[Dataset records about object locations]
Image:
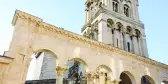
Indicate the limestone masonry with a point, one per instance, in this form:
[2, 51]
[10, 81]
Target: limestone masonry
[111, 49]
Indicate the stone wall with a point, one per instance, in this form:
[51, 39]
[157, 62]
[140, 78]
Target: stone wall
[4, 64]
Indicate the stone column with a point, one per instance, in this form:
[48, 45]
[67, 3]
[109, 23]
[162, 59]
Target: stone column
[60, 72]
[89, 78]
[96, 79]
[145, 50]
[140, 46]
[135, 47]
[102, 78]
[114, 38]
[125, 42]
[116, 81]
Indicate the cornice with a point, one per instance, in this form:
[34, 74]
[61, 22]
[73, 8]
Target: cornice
[5, 60]
[100, 45]
[23, 15]
[118, 16]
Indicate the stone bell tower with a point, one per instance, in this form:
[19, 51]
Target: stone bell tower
[116, 23]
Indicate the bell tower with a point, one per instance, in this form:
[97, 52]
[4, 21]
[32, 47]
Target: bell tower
[116, 23]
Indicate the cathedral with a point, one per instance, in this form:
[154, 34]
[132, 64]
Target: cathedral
[111, 49]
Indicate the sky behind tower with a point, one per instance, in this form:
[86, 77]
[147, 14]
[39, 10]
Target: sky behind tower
[70, 15]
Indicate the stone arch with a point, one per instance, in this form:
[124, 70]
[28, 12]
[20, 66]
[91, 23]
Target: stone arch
[130, 77]
[165, 82]
[128, 30]
[42, 59]
[77, 69]
[110, 22]
[105, 67]
[46, 50]
[119, 26]
[79, 60]
[147, 80]
[137, 32]
[105, 73]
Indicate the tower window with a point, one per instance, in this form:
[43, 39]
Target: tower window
[117, 43]
[115, 5]
[126, 10]
[128, 44]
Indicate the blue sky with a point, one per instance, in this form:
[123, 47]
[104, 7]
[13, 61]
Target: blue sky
[70, 15]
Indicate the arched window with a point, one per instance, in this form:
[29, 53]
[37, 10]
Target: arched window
[138, 33]
[128, 44]
[115, 5]
[126, 10]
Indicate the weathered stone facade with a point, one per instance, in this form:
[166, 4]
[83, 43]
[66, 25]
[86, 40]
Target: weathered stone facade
[104, 64]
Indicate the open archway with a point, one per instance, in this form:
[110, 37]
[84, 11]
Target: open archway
[147, 80]
[127, 78]
[42, 66]
[105, 74]
[164, 82]
[76, 72]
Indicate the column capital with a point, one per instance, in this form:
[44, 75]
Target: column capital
[60, 70]
[116, 81]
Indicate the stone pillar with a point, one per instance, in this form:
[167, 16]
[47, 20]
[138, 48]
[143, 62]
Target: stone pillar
[140, 46]
[96, 79]
[60, 72]
[145, 50]
[135, 47]
[89, 78]
[102, 78]
[116, 81]
[114, 38]
[87, 15]
[125, 42]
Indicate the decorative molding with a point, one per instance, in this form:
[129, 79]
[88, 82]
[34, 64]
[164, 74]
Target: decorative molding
[60, 70]
[118, 16]
[23, 15]
[50, 28]
[6, 60]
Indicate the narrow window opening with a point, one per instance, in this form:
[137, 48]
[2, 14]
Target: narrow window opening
[112, 31]
[128, 44]
[106, 78]
[117, 43]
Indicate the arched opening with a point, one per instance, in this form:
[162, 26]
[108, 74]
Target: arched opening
[76, 72]
[164, 82]
[126, 10]
[105, 74]
[119, 38]
[147, 80]
[129, 39]
[126, 78]
[115, 5]
[110, 23]
[42, 67]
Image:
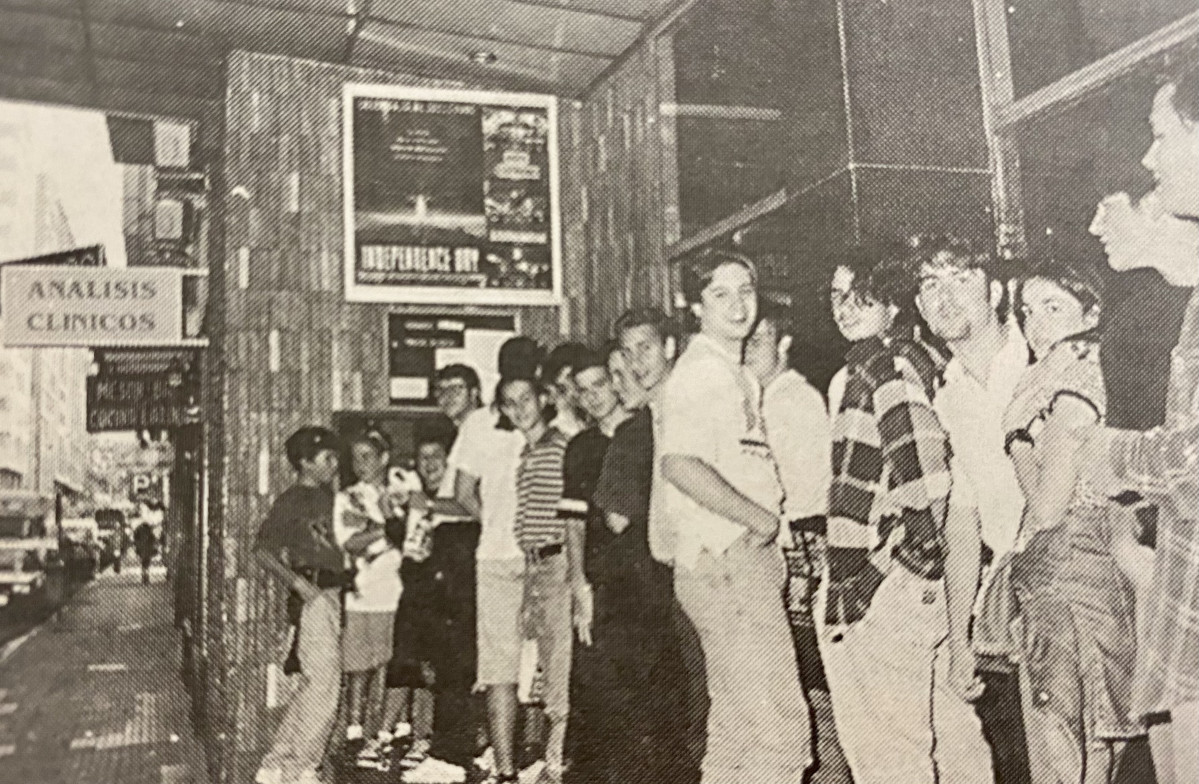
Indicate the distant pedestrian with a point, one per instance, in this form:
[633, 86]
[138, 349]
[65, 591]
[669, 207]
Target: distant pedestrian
[145, 543]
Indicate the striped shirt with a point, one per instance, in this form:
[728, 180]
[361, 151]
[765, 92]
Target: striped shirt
[890, 460]
[540, 492]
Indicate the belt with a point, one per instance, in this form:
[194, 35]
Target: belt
[323, 578]
[536, 554]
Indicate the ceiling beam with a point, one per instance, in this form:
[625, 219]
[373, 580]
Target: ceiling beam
[351, 36]
[592, 12]
[489, 38]
[89, 54]
[652, 29]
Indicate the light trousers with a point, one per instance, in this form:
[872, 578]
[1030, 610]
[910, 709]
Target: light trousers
[301, 736]
[758, 724]
[897, 718]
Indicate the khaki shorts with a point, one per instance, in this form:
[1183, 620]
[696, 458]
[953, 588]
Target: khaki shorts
[367, 640]
[500, 592]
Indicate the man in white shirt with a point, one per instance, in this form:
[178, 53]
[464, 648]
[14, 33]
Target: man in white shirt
[723, 499]
[486, 459]
[960, 297]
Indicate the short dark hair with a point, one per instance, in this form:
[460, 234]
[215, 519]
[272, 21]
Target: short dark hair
[519, 356]
[307, 442]
[949, 251]
[504, 422]
[1080, 279]
[608, 349]
[1186, 91]
[462, 372]
[565, 355]
[590, 359]
[697, 273]
[861, 261]
[374, 438]
[654, 318]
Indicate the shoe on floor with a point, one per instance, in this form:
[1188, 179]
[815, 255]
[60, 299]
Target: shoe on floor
[434, 771]
[308, 777]
[374, 755]
[269, 776]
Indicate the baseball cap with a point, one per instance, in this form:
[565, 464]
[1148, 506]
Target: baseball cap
[309, 441]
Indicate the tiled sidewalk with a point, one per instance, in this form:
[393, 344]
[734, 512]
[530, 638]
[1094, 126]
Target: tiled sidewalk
[94, 695]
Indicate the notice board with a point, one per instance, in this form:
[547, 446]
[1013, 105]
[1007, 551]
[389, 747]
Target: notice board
[419, 344]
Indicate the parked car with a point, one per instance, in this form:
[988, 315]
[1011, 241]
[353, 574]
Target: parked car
[26, 543]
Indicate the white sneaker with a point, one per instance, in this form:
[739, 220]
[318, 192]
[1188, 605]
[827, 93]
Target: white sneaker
[269, 776]
[486, 761]
[308, 777]
[374, 755]
[531, 773]
[434, 771]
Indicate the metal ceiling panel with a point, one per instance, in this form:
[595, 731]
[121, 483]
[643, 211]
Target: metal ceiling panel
[514, 23]
[52, 32]
[28, 61]
[323, 7]
[56, 7]
[384, 44]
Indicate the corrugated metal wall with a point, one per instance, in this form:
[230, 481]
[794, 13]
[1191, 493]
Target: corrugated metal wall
[288, 350]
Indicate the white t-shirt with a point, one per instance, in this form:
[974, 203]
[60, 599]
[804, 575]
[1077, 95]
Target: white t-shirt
[972, 414]
[377, 584]
[711, 409]
[801, 441]
[493, 456]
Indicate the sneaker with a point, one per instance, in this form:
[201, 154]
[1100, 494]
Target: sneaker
[374, 755]
[434, 771]
[269, 776]
[550, 775]
[532, 773]
[486, 761]
[308, 777]
[416, 753]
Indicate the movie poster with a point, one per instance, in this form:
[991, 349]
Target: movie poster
[451, 197]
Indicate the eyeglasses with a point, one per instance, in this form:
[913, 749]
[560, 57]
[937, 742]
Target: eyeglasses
[450, 387]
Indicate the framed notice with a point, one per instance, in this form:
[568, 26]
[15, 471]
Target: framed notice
[451, 197]
[420, 343]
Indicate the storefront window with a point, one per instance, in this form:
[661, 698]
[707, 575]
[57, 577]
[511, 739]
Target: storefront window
[1050, 38]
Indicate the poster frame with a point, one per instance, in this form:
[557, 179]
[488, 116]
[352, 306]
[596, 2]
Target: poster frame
[391, 294]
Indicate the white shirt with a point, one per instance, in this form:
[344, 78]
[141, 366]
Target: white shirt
[711, 411]
[837, 391]
[377, 583]
[801, 441]
[493, 456]
[972, 414]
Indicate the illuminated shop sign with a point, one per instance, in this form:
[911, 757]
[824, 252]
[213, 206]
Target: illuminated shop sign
[91, 307]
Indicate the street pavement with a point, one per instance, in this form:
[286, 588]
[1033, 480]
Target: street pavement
[92, 695]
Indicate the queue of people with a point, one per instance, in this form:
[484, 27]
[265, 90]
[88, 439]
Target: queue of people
[965, 490]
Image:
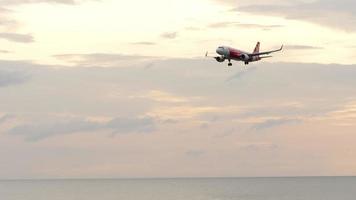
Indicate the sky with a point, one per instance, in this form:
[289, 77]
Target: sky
[121, 89]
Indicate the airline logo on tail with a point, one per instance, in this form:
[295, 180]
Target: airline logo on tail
[257, 48]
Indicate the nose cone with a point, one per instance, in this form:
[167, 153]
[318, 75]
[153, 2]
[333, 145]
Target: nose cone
[220, 51]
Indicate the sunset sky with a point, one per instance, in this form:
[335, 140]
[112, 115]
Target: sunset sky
[118, 89]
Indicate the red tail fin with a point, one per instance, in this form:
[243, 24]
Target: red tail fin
[257, 48]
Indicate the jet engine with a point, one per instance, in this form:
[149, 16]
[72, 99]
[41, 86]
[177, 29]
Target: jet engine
[220, 59]
[245, 57]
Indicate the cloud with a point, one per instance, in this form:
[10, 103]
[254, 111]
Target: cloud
[39, 130]
[5, 118]
[15, 37]
[301, 47]
[8, 78]
[17, 2]
[271, 123]
[259, 147]
[169, 35]
[194, 153]
[144, 43]
[242, 25]
[102, 59]
[322, 12]
[5, 51]
[241, 74]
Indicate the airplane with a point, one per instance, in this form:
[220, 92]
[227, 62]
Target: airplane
[228, 53]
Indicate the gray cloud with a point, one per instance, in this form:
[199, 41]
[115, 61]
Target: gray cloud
[8, 78]
[5, 51]
[271, 123]
[337, 14]
[195, 153]
[42, 130]
[5, 118]
[169, 35]
[102, 59]
[243, 25]
[15, 37]
[17, 2]
[241, 74]
[143, 43]
[301, 47]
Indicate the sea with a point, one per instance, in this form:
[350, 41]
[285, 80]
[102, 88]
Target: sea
[302, 188]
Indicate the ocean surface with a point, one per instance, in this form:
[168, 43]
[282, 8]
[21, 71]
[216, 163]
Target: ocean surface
[326, 188]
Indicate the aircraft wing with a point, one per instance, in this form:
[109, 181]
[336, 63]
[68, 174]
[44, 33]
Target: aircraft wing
[266, 52]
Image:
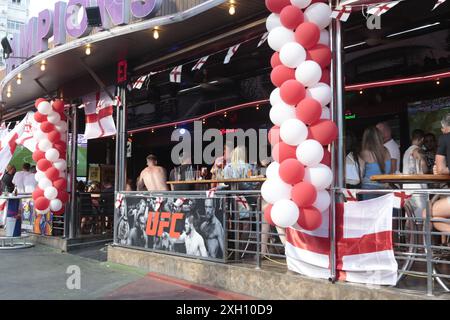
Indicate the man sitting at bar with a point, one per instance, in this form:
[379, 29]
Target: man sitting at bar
[154, 177]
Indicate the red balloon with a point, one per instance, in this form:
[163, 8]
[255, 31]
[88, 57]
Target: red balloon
[58, 106]
[275, 60]
[41, 203]
[60, 184]
[307, 34]
[304, 194]
[324, 131]
[39, 117]
[54, 136]
[47, 127]
[310, 218]
[309, 111]
[292, 92]
[44, 165]
[276, 6]
[52, 173]
[38, 155]
[320, 54]
[282, 151]
[292, 171]
[38, 193]
[268, 216]
[291, 17]
[326, 76]
[326, 157]
[281, 74]
[38, 101]
[274, 135]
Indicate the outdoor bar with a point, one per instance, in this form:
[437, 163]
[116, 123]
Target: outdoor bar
[219, 131]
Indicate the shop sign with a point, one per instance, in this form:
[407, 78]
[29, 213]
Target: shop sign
[68, 20]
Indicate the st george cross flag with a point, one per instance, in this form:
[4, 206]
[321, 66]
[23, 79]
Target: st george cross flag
[382, 8]
[175, 74]
[364, 247]
[341, 13]
[438, 3]
[99, 109]
[200, 63]
[231, 52]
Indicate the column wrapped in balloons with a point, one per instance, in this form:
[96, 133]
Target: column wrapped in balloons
[297, 182]
[50, 156]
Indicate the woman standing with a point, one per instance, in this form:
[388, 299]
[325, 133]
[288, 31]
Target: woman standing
[374, 160]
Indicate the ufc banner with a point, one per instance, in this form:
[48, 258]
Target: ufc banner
[188, 227]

■ **SET PROBLEM**
Starting with the line that contains "Indicate the outdoor", write out each line through the end of the listing, exactly as it appears, and include nothing else.

■ **CORRECT RESPONSE**
Indicate the outdoor bar with a point, one per instance, in this form:
[437, 163]
[116, 123]
Target: outdoor bar
[219, 131]
Indicate the shop sign with a point, one per instance, in this form:
[407, 78]
[29, 213]
Target: shop sign
[68, 20]
Indicate the st george cross flag with a point, one per instance, in this form:
[4, 206]
[321, 66]
[23, 79]
Target: st george cross flag
[382, 8]
[175, 74]
[364, 247]
[341, 13]
[438, 3]
[99, 109]
[200, 63]
[231, 52]
Indicate the column wrapped in balloons with a point, one per instance, in this form:
[96, 133]
Target: column wrapped in balloons
[297, 182]
[50, 156]
Indicate the woman standing with a point, one per instance, in this form:
[388, 299]
[325, 133]
[288, 31]
Target: woman standing
[374, 160]
Indicate the ufc banner with a point, one per instance, in this form:
[48, 258]
Target: ufc banner
[188, 227]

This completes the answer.